(Location identification entries):
-- -- --
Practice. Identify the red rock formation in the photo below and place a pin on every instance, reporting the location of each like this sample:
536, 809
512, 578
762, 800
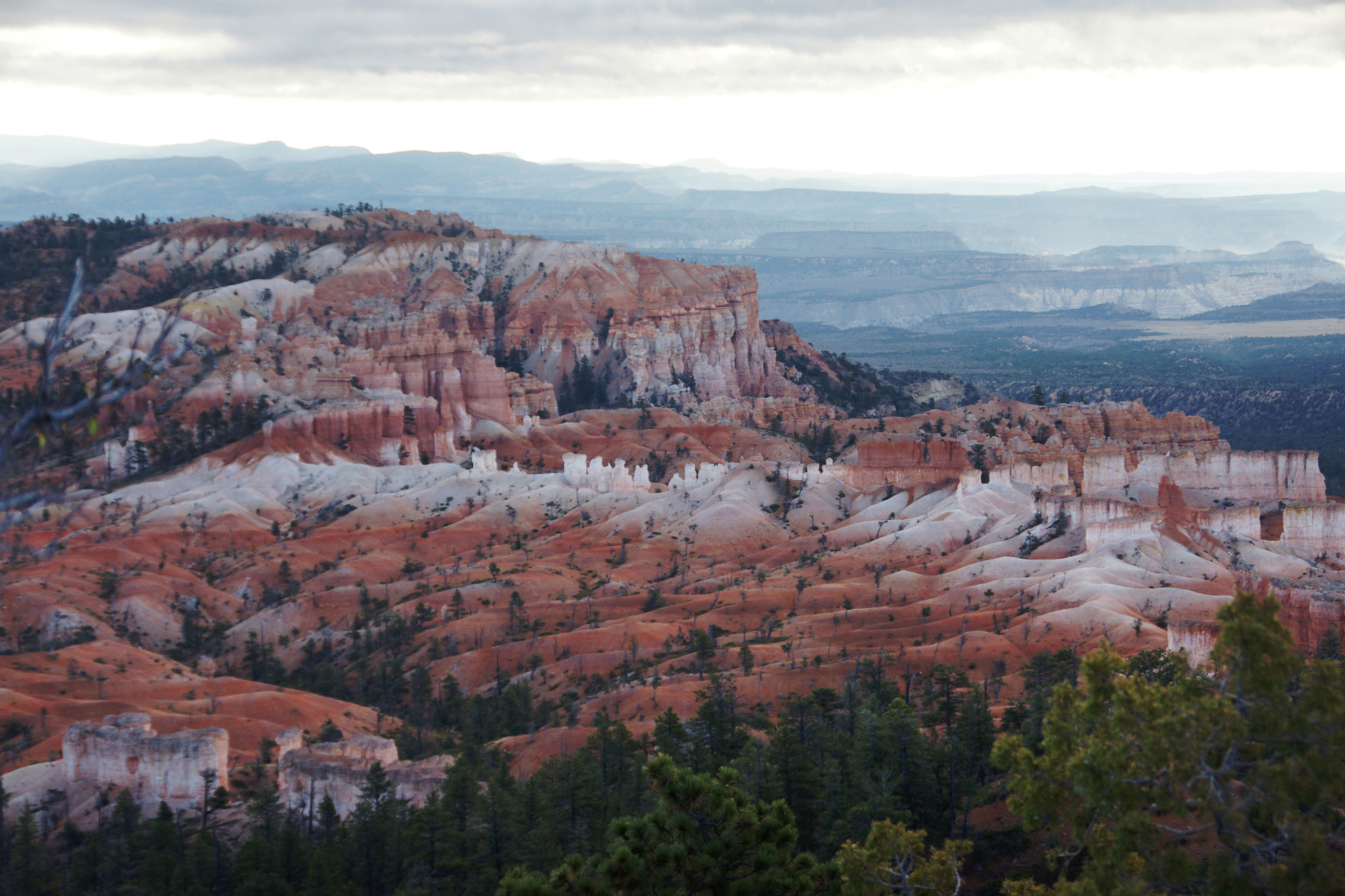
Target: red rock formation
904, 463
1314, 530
-- -- --
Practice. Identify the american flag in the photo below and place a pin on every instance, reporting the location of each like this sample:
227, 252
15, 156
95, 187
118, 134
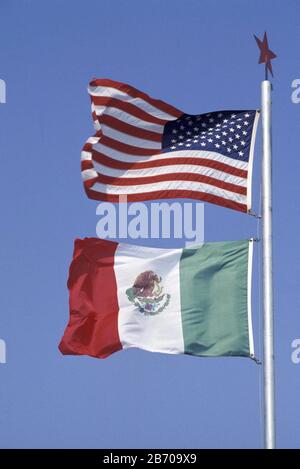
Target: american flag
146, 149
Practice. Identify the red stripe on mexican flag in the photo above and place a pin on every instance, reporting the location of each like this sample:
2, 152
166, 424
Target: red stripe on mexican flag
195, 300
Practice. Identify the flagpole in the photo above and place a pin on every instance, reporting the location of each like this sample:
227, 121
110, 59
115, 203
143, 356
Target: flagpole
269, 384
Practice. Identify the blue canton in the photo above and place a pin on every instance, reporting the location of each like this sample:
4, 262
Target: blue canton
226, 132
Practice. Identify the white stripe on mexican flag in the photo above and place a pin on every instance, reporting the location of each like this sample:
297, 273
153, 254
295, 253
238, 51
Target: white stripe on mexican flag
-- -- --
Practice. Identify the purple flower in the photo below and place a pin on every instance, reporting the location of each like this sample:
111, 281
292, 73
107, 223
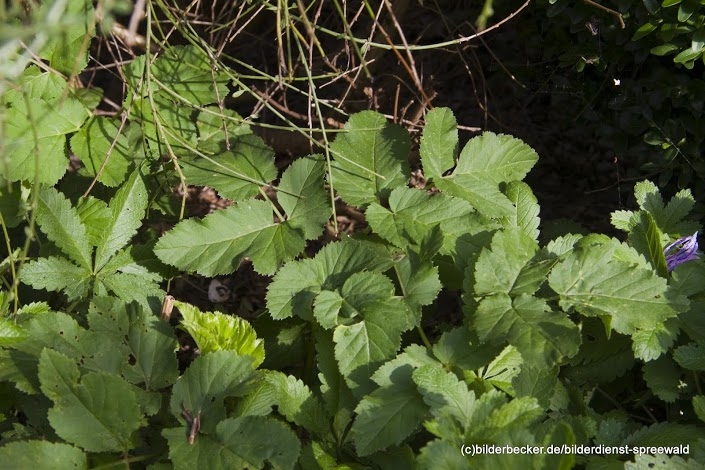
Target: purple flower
-- -- --
(Problem description):
Edit the entries from the line with "Practice. Identify the american" up to and including the line with "Target: white stripe on mexican flag", changing "place a pin on" to "put a marker on" and leaving everything else as it is. Reproduce these lines in full, but leave out the pictures.

(Answer in full):
Practice. Identify the american flag in the photo below and put a marker on every instance, reporting the location of each like this sample:
227, 252
15, 156
95, 187
118, 134
Target: american flag
146, 149
Practice. Identify the red stripe on mexican flag in the photo above and put a marker on every instance, reporting the location of each like this sample:
2, 152
166, 424
Target: red stripe on mexican flag
195, 300
Practice. Identify the flagpole in the photo above and put a marker on every instance, reporting the location of each like this sample:
227, 121
110, 59
115, 203
143, 356
Target: flagpole
269, 384
Practice. Identify the blue canton in the photo above and put a marker on every instance, reporting the location of each like this sample:
4, 262
Target: blue canton
226, 132
Practice. Identify the white stripe on mexican flag in the photo above and put a marker on every instance, reporting the location of each like this sample:
297, 273
153, 254
295, 253
238, 51
Target: white stripe on mexican flag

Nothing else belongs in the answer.